[[ Document text, beginning ]]

Plaintiffs' attorney Scott Frieling delivers his opening statement. Click here to see video from the trial.
Los Angeles - Agrochemical giant Monsanto Co. argued Monday in a California state courtroom that its long-lasting carcinogenic chemicals called polychlorinated biphenyls, known as PCBs, didn’t cause two men to develop cancer, as plaintiff attorneys seek to break the company’s winning streak in litigation over the toxic compounds.
Attorneys from the Texas-based firm Allen Stewart PC and local California firm Waters Kraus & Paul are trying to convince Los Angeles County jurors for a third time that Monsanto manufactured and sold PCBs for decades despite knowing they posed a significant public health risk. The trial comes just days after another Los Angeles County jury sided with Monsanto in a similar case, and the company also notched a win in 2014 in the first such case to go to trial, along with a similar win in Missouri.
Plaintiffs Fred Steele, 63, and Arutyun Karabadzhakyan, 64, claim they developed non-Hodgkin's lymphoma due to years of exposure to PCBs in the food they ate. PCBs are virtually indestructible chemicals that for decades were used for fire protection and a wide variety of other industrial purposes and remain present in trace amounts in much of the food supply throughout the United States.
“Throughout their lives they ate things like milk and cereal, eggs and potatoes, chicken, vegetables,” attorney Scott Frieling argued during his opening statement, according to a Courtroom View Network webcast of the trial. “What they did not know was that with every meal they were eating PCBs that had permeated the entire environment.”
Frieling told jurors that the vast majority of PCBs present in the United States were manufactured by Monsanto, including specific compounds that blood tests revealed in his clients. He said Monsanto publicized results only from short-term safety tests of the chemicals despite knowing that long-term studies were necessary to accurately gauge their potential risk.

[[ Document text, end ]]
[[ Data shown, beginning ]]

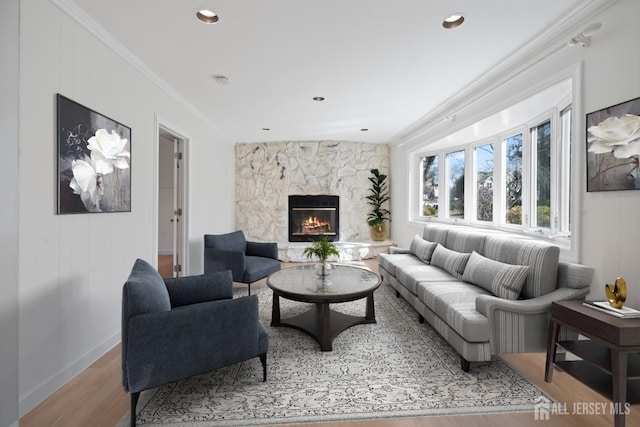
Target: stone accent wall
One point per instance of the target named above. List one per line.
(267, 173)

[[ Data shown, end ]]

**What is being asked:**
Answer these questions from the news story about the Monsanto PCB trial.
(a) Which two law firms are trying the case for the plaintiffs?
(b) How old is Fred Steele?
(c) According to Frieling, the results of which safety tests did Monsanto publicize?

**Your solution:**
(a) Allen Stewart PC and Waters Kraus & Paul
(b) 63
(c) Only short-term safety tests of the chemicals